EXCERPT PROVIDED:
Sample size calculations were conducted on the treatment delivery sample before initiation of the study. Since it could not be determined prospectively which subjects would not receive any blood products, enrollment was set to exceed that necessary for the sample size calculation to ensure adequate power for the primary aim in transfused subjects.
Previous studies suggest that the mean IL-6/IL-10 ratio rises to approximately 10 fold post-operatively, with a standard deviation conservatively estimated as 4. It was calculated that a sample size of 64 subjects per group would provide 80% power to detect a relatively small group difference of 2 units (one-half of a SD) of the mean IL-6:IL-10 ratio, using an unpaired t-test and a two-tailed significance level of 5%. In all subjects, descriptive statistics (e.g., mean, SD, median, quartiles) of the interleukin levels, their ratio, CRP levels, and clinical outcomes were calculated. As the laboratory outcome data (IL and CRP levels) were not normally distributed, median values were compared using non-parametric tests. For interleukin levels the Mann Whitney test for significance was performed. For comparison of CRP levels, the Wald Wolfowitz test was chosen to test for significance for its sensitivity to outliers after preliminary examination of the data. For clinical outcome data that was normally distributed, t-tests were performed to test for significance. For clinical outcome data that was not normally distributed, and when interleukin levels were compared, Mann Whitney tests were performed. We did not adjust for multiple comparisons as all secondary analyses are considered exploratory in nature
All subject data were analyzed at study completion in the manner of “intention-to-treat” to ensure proper statistical interpretation of the study results. Subgroup analysis was then performed for only those children who received RBC transfusions (N = 128) (treatment delivery sample) in order to compare the study intervention of blood cell modification via washing.

DATA SUPPLIED:
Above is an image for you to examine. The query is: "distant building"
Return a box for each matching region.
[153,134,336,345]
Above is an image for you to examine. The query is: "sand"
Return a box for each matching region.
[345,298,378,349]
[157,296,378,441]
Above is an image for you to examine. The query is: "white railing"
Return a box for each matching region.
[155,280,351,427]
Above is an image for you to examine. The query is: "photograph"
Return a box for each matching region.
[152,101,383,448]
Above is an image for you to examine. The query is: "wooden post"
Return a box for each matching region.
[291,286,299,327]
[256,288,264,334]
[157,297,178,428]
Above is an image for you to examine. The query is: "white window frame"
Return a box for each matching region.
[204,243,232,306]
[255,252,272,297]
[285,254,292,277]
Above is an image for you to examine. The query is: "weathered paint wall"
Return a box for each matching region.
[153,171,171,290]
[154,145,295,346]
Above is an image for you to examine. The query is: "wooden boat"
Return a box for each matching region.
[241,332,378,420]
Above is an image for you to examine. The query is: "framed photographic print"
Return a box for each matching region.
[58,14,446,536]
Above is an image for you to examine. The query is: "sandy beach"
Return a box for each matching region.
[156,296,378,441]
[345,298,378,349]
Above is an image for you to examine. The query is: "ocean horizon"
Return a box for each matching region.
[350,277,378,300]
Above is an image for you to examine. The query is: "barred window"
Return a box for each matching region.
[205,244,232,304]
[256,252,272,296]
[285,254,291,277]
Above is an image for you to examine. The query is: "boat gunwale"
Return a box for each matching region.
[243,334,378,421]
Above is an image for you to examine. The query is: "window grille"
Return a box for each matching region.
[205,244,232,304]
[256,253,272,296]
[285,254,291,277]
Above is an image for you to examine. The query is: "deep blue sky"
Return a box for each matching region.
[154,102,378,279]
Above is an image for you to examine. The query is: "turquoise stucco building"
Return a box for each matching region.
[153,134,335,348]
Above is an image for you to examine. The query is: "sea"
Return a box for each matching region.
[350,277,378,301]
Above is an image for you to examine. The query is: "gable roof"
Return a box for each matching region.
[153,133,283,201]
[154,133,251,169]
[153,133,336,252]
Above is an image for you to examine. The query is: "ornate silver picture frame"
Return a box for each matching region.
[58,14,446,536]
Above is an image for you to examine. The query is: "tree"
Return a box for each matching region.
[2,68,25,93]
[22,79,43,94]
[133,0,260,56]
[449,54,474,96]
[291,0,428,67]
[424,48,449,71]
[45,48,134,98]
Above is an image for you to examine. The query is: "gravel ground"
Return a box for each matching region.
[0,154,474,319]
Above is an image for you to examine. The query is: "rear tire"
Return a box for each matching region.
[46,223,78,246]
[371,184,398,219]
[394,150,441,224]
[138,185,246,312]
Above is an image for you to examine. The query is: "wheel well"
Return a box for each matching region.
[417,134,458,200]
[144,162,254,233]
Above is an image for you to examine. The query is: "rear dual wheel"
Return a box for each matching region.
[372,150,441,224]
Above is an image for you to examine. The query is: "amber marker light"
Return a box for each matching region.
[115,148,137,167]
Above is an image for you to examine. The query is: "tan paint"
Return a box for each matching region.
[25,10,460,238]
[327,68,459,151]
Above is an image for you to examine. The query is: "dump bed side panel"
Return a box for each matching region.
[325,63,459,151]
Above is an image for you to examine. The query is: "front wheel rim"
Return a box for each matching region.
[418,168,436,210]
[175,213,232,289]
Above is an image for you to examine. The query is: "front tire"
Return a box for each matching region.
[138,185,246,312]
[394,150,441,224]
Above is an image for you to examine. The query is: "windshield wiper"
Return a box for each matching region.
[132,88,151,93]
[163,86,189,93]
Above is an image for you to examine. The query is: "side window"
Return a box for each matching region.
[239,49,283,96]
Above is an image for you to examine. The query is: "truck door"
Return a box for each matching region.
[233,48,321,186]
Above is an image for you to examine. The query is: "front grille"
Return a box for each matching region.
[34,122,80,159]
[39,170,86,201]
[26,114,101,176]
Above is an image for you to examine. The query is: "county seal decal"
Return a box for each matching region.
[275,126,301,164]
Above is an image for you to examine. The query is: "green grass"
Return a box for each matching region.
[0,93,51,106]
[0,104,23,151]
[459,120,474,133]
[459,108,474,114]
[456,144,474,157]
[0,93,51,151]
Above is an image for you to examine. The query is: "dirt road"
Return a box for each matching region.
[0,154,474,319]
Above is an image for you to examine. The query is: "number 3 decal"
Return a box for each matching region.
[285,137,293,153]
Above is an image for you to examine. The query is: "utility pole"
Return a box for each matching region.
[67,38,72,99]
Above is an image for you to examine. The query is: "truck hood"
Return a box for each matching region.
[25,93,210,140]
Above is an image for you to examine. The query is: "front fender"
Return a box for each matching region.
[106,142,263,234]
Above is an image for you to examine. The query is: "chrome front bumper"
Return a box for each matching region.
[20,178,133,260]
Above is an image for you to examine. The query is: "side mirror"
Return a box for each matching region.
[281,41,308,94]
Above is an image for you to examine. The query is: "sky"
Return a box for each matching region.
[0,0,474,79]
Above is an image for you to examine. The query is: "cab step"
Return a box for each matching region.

...

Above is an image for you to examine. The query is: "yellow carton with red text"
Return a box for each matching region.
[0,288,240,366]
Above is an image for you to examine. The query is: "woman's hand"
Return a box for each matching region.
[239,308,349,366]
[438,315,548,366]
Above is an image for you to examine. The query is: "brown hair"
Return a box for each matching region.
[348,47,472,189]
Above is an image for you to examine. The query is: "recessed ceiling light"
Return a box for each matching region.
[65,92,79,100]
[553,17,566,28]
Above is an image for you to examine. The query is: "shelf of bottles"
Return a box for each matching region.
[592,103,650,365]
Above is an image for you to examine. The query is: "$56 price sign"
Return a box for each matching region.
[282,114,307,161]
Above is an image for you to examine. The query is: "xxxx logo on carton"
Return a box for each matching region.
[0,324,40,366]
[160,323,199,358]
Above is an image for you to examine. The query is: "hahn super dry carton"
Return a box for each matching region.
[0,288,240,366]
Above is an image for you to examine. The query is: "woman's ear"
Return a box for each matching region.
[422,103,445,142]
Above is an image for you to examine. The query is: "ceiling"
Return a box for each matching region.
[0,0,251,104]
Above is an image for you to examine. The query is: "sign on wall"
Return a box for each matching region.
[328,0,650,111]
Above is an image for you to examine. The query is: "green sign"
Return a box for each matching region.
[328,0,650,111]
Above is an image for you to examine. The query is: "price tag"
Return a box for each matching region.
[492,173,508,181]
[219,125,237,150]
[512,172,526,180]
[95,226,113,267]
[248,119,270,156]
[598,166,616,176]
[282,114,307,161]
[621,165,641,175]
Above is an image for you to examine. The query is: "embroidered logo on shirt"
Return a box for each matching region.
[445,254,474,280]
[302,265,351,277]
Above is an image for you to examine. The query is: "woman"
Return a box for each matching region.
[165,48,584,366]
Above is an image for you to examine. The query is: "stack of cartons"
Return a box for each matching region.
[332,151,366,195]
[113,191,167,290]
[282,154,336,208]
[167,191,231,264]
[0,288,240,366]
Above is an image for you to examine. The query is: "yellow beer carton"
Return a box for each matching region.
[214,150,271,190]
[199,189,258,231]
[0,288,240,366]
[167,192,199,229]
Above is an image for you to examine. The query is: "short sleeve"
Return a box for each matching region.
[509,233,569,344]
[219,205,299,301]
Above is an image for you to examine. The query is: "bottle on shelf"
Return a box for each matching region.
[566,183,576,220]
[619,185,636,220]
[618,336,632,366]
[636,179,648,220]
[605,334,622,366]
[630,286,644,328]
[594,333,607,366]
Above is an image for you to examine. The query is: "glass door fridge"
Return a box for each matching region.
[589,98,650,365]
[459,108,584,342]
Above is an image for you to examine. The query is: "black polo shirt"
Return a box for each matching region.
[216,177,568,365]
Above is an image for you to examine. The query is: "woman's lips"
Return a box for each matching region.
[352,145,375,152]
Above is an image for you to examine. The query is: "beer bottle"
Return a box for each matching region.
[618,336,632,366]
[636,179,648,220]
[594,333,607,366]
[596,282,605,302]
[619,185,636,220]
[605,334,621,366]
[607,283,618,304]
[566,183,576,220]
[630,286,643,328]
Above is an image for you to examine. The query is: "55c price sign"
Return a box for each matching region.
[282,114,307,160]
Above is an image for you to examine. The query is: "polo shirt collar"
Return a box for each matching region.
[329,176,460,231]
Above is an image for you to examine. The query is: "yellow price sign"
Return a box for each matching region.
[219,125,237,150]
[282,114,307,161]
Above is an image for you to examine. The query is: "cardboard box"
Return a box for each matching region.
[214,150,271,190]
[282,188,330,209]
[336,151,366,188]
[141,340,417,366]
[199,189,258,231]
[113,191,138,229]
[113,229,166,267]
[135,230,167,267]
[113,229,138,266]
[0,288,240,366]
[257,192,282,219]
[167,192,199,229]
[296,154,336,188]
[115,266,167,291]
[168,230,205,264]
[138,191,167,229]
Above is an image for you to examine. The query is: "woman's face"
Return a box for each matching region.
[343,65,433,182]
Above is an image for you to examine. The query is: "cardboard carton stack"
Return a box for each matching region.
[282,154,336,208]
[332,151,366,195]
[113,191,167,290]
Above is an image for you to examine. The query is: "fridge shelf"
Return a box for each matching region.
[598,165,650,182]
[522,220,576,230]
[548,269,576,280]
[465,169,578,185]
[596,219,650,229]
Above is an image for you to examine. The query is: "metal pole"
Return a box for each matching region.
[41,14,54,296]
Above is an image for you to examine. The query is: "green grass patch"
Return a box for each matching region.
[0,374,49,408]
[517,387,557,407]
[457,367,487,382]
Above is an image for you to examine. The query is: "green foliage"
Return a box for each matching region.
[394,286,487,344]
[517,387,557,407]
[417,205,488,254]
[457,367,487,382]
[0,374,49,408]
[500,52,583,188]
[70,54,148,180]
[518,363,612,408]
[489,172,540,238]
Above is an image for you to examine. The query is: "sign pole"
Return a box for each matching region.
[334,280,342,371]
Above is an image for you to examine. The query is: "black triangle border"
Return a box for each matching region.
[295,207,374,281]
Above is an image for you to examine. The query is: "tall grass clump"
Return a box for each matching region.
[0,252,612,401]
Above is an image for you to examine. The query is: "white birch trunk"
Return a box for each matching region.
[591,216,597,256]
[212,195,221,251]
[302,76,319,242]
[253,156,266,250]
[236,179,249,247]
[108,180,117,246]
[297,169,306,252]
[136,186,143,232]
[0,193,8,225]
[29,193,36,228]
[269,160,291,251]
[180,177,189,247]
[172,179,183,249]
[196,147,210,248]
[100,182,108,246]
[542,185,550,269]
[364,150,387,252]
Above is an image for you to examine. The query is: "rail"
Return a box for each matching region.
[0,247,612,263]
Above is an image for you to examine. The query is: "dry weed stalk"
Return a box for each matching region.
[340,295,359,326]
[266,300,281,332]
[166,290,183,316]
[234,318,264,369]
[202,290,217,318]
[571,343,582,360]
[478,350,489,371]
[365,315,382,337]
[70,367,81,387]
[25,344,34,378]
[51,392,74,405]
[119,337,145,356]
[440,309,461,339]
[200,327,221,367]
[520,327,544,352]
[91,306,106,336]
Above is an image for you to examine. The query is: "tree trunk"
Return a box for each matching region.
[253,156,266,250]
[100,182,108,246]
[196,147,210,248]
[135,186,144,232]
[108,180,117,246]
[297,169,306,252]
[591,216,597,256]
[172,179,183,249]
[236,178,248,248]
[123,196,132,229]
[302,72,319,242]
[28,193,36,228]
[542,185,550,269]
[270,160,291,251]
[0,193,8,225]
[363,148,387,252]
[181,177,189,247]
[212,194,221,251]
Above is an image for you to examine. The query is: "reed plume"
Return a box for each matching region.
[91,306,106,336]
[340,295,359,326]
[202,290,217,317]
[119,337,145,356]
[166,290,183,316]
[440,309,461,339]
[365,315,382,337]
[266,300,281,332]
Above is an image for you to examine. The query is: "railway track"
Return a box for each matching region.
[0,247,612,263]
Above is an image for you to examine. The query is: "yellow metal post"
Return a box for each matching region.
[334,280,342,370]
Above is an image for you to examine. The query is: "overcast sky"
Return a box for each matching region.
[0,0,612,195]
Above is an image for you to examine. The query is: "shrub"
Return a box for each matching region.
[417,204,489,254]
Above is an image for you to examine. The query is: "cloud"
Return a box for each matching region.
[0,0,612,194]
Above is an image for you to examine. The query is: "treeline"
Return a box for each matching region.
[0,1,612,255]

ACTIVITY LIST:
1: Do these statements agree with the statistics excerpt above? (a) The sample size calculation called for 64 subjects per group. (b) CRP levels were compared with the Mann Whitney test. (c) The authors adjusted for multiple comparisons. Answer yes or no for each and quote the deciding words.
2: Translate this sentence from the statistics excerpt into Spanish: "As the laboratory outcome data (IL and CRP levels) were not normally distributed, median values were compared using non-parametric tests."
3: According to the statistics excerpt, how many children who received RBC transfusions were included in the subgroup analysis?

ANSWERS GIVEN:
1:
(a) Yes: "a sample size of 64 subjects per group would provide 80% power"
(b) No: "For comparison of CRP levels, the Wald Wolfowitz test was chosen to test for significance"
(c) No: "We did not adjust for multiple comparisons"

2: Como los datos de resultados de laboratorio (niveles de IL y de PCR) no tenían una distribución normal, los valores medianos se compararon mediante pruebas no paramétricas.

3: 128 children.